What is needed:
Return the listing below word for word, with every line and character unchanged.

** Start of Extracted material **

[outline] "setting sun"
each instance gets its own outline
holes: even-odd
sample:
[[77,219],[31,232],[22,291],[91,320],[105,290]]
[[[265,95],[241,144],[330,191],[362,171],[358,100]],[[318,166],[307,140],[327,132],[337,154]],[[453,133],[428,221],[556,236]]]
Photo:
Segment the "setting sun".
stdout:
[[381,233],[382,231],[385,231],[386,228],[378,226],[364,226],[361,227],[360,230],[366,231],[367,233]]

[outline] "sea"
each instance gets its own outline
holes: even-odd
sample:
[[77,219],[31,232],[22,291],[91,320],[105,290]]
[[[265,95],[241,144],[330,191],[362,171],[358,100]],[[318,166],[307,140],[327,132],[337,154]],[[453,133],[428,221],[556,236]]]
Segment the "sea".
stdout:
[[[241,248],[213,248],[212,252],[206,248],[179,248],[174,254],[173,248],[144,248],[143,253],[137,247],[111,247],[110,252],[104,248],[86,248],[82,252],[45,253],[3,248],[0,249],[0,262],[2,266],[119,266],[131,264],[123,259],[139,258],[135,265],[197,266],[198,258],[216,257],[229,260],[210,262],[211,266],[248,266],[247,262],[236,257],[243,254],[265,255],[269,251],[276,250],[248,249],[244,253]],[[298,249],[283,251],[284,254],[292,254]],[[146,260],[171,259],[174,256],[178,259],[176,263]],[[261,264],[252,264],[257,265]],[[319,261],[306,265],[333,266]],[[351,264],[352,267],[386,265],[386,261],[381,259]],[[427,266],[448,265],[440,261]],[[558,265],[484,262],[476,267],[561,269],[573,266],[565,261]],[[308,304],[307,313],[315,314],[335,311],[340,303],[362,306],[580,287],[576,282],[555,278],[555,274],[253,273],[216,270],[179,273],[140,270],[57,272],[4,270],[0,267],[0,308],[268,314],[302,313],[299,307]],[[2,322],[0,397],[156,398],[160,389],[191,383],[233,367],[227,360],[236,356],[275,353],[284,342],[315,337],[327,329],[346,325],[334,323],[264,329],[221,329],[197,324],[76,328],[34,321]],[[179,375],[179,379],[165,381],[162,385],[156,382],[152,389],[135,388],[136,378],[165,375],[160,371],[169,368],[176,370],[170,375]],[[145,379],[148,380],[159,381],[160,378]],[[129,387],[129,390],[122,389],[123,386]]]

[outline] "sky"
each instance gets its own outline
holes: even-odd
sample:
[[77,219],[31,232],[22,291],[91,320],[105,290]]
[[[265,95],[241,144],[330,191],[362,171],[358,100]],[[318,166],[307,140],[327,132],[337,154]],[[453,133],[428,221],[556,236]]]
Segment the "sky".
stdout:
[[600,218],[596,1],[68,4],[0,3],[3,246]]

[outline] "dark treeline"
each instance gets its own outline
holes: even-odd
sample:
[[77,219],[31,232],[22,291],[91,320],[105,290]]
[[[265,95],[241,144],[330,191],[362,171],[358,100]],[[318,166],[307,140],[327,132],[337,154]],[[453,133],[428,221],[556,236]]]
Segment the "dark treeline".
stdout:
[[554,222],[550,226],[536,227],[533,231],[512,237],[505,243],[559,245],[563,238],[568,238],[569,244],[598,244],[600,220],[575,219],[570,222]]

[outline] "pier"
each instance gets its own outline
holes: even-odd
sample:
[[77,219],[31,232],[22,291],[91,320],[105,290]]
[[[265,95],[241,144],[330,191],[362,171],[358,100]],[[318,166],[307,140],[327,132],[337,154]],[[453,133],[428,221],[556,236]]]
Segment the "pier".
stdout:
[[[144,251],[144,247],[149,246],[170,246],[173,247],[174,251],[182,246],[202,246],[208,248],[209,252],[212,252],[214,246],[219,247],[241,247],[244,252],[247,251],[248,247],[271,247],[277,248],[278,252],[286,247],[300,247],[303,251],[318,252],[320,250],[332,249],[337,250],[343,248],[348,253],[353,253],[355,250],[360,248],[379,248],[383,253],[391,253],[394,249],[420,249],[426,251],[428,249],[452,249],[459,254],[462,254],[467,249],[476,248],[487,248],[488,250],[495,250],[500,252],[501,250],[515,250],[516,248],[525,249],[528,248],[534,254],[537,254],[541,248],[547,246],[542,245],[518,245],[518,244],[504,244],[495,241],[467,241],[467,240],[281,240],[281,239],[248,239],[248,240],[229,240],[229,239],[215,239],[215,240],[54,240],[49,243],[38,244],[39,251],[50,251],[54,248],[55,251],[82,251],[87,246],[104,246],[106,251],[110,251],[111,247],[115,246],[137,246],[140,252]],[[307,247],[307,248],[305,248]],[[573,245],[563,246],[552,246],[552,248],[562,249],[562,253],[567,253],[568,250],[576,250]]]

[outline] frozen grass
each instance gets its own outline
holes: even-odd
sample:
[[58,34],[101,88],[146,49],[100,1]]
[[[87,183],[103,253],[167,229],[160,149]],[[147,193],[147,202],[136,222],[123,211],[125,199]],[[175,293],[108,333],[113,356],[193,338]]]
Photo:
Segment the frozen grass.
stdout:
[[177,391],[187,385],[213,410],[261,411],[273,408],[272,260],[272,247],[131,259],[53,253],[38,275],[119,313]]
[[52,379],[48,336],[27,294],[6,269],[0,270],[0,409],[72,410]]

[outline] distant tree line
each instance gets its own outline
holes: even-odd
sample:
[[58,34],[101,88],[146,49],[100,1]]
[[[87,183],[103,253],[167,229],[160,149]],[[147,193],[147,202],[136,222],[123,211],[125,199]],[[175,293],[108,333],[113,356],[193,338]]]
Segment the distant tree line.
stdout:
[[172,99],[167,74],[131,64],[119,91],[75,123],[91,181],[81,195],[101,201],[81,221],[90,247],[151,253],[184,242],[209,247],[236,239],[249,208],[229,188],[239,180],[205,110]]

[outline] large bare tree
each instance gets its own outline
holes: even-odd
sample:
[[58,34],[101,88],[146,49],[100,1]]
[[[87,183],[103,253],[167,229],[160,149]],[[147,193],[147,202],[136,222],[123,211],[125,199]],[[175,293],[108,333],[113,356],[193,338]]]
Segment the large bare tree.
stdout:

** End of Extracted material **

Full response:
[outline] "setting sun"
each instance gets its own outline
holes: even-odd
sample:
[[77,219],[31,232],[22,291],[91,320],[105,290]]
[[[265,95],[241,144],[330,191],[362,171],[358,100]],[[318,166],[307,140],[327,132],[337,154]],[[453,133],[428,221],[556,236]]]
Photo:
Segment the "setting sun".
stdout:
[[381,233],[382,231],[385,231],[386,228],[378,226],[364,226],[361,227],[360,230],[366,231],[367,233]]

[outline] "sea"
each instance gets its own outline
holes: even-odd
sample:
[[77,219],[31,232],[22,291],[91,320],[105,290]]
[[[265,95],[241,144],[330,191],[362,171],[358,100]],[[318,166],[307,140],[327,132],[337,154]],[[453,133],[428,221],[556,236]]]
Segment the "sea".
stdout:
[[[241,248],[213,248],[212,252],[206,248],[179,248],[174,254],[173,248],[144,248],[143,253],[137,247],[111,247],[110,252],[104,248],[86,248],[82,252],[45,253],[3,248],[0,249],[0,262],[2,266],[119,266],[131,264],[123,259],[139,258],[135,265],[197,266],[198,258],[216,257],[229,260],[210,262],[211,266],[248,266],[247,262],[236,257],[243,254],[265,255],[269,251],[276,250],[248,249],[244,253]],[[298,249],[283,251],[284,254],[292,254]],[[146,260],[171,259],[174,256],[178,259],[176,263]],[[261,264],[252,264],[257,265]],[[319,261],[306,265],[333,266]],[[351,264],[352,267],[386,265],[386,261],[381,259]],[[427,266],[448,265],[440,261]],[[558,265],[484,262],[476,267],[561,269],[573,266],[565,261]],[[308,304],[307,313],[315,314],[335,311],[340,303],[362,306],[580,287],[576,282],[555,278],[555,274],[253,273],[216,270],[179,273],[140,270],[57,272],[4,270],[0,267],[0,308],[268,314],[302,313],[299,307]],[[2,322],[0,397],[156,398],[160,389],[191,383],[233,367],[227,360],[236,356],[275,353],[284,342],[315,337],[327,329],[346,325],[334,323],[264,329],[221,329],[197,324],[76,328],[34,321]],[[179,375],[179,379],[165,381],[162,385],[156,382],[152,389],[135,388],[136,378],[165,375],[160,371],[169,368],[176,370],[170,375]],[[145,379],[148,380],[159,381],[160,378]],[[129,387],[129,390],[122,389],[123,386]]]

[outline] "sky"
each instance gets its own outline
holes: even-odd
sample:
[[77,219],[31,232],[22,291],[91,320],[105,290]]
[[[265,95],[241,144],[330,191],[362,171],[358,100]],[[318,166],[307,140],[327,132],[337,154]],[[453,133],[428,221],[556,236]]]
Segment the "sky".
stdout:
[[600,218],[596,1],[68,4],[0,3],[3,246]]

[outline] "dark treeline"
each instance gets its own outline
holes: even-odd
sample:
[[77,219],[31,232],[22,291],[91,320],[105,290]]
[[[265,95],[241,144],[330,191],[362,171],[358,100]],[[318,166],[307,140],[327,132],[337,154]],[[453,133],[428,221],[556,236]]]
Segment the "dark treeline".
stdout:
[[554,222],[550,226],[536,227],[533,231],[512,237],[505,243],[559,245],[563,238],[568,238],[569,244],[598,244],[600,220],[575,219],[570,222]]

[outline] "pier"
each instance gets its own outline
holes: even-odd
sample:
[[77,219],[31,232],[22,291],[91,320],[105,290]]
[[[265,95],[241,144],[330,191],[362,171],[358,100]],[[318,166],[307,140],[327,132],[337,154]],[[453,133],[428,221],[556,236]]]
Segment the "pier".
stdout:
[[[144,251],[144,247],[149,246],[170,246],[173,247],[174,251],[182,246],[202,246],[208,248],[209,252],[212,252],[214,246],[219,247],[241,247],[244,252],[247,251],[248,247],[271,247],[277,248],[278,252],[286,247],[300,247],[303,251],[318,252],[320,250],[332,249],[337,250],[343,248],[348,253],[353,253],[355,250],[360,248],[379,248],[383,253],[391,253],[394,249],[420,249],[426,251],[428,249],[452,249],[459,254],[462,254],[467,249],[476,248],[487,248],[488,250],[495,250],[500,252],[501,250],[515,250],[516,248],[525,249],[528,248],[534,254],[537,254],[541,248],[547,246],[542,245],[518,245],[518,244],[504,244],[495,241],[467,241],[467,240],[281,240],[281,239],[248,239],[248,240],[229,240],[229,239],[215,239],[215,240],[54,240],[49,243],[38,244],[39,251],[50,251],[54,248],[55,251],[82,251],[87,246],[104,246],[106,251],[110,251],[111,247],[115,246],[137,246],[140,252]],[[307,247],[307,248],[305,248]],[[573,245],[563,246],[552,246],[552,248],[562,249],[562,253],[567,253],[568,250],[576,250]]]

[outline] frozen grass
each instance gets its own outline
holes: even-odd
sample:
[[58,34],[101,88],[146,49],[100,1]]
[[[87,183],[103,253],[167,229],[160,149]],[[147,193],[147,202],[136,222],[123,211],[125,199]],[[175,293],[108,333],[113,356],[193,338]]]
Photo:
Segment the frozen grass.
stdout:
[[177,391],[187,385],[213,410],[261,411],[273,408],[272,260],[272,247],[131,259],[53,253],[38,275],[119,313]]
[[52,379],[48,336],[27,294],[6,269],[0,270],[0,409],[72,410]]

[outline] distant tree line
each instance gets its own outline
holes: even-odd
sample:
[[58,34],[101,88],[146,49],[100,1]]
[[[87,183],[103,253],[167,229],[160,149]],[[147,193],[147,202],[136,222],[123,211],[125,199]],[[175,293],[108,333],[113,356],[193,338]]]
Segment the distant tree line.
stdout:
[[172,99],[167,74],[131,64],[119,91],[75,123],[91,181],[81,195],[101,201],[81,221],[90,247],[151,253],[184,242],[209,247],[236,239],[249,208],[229,188],[239,180],[205,110]]

[outline] large bare tree
each instance gets its own outline
holes: even-odd
sample:
[[58,34],[101,88],[146,49],[100,1]]
[[[87,183],[103,253],[167,229],[160,149]],[[147,193],[147,202],[136,222],[123,211],[125,199]],[[175,293],[108,333],[113,356],[193,338]]]
Segment the large bare tree.
stdout:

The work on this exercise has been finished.